Required task
Show every line of the material below that contains the word "pane", with case counting.
+ + + + +
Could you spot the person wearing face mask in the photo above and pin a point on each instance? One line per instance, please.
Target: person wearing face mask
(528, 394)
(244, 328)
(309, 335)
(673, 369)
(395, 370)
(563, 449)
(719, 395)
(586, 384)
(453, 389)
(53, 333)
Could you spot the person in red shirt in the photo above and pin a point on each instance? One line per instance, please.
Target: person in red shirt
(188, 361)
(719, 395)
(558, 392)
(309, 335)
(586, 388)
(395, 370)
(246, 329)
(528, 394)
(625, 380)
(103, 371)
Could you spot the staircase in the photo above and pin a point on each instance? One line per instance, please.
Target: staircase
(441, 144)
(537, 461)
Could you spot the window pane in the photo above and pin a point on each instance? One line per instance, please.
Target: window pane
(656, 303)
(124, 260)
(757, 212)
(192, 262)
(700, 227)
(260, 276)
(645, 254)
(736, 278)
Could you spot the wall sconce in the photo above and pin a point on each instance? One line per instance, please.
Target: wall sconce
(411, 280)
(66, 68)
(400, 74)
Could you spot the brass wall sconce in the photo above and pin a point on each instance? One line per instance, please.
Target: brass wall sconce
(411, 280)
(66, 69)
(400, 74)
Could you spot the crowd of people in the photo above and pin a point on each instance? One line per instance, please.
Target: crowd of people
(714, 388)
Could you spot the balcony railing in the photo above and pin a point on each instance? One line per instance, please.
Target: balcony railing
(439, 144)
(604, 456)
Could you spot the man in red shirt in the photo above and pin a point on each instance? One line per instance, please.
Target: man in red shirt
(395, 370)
+ + + + +
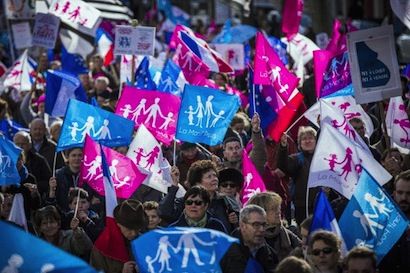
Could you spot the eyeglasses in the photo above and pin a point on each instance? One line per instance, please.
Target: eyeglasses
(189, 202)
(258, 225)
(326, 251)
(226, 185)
+ + + + +
Answer to the exercise
Could you spot the window pane in the photo above and pin a point on each instance? One line per instance, please.
Target: window pane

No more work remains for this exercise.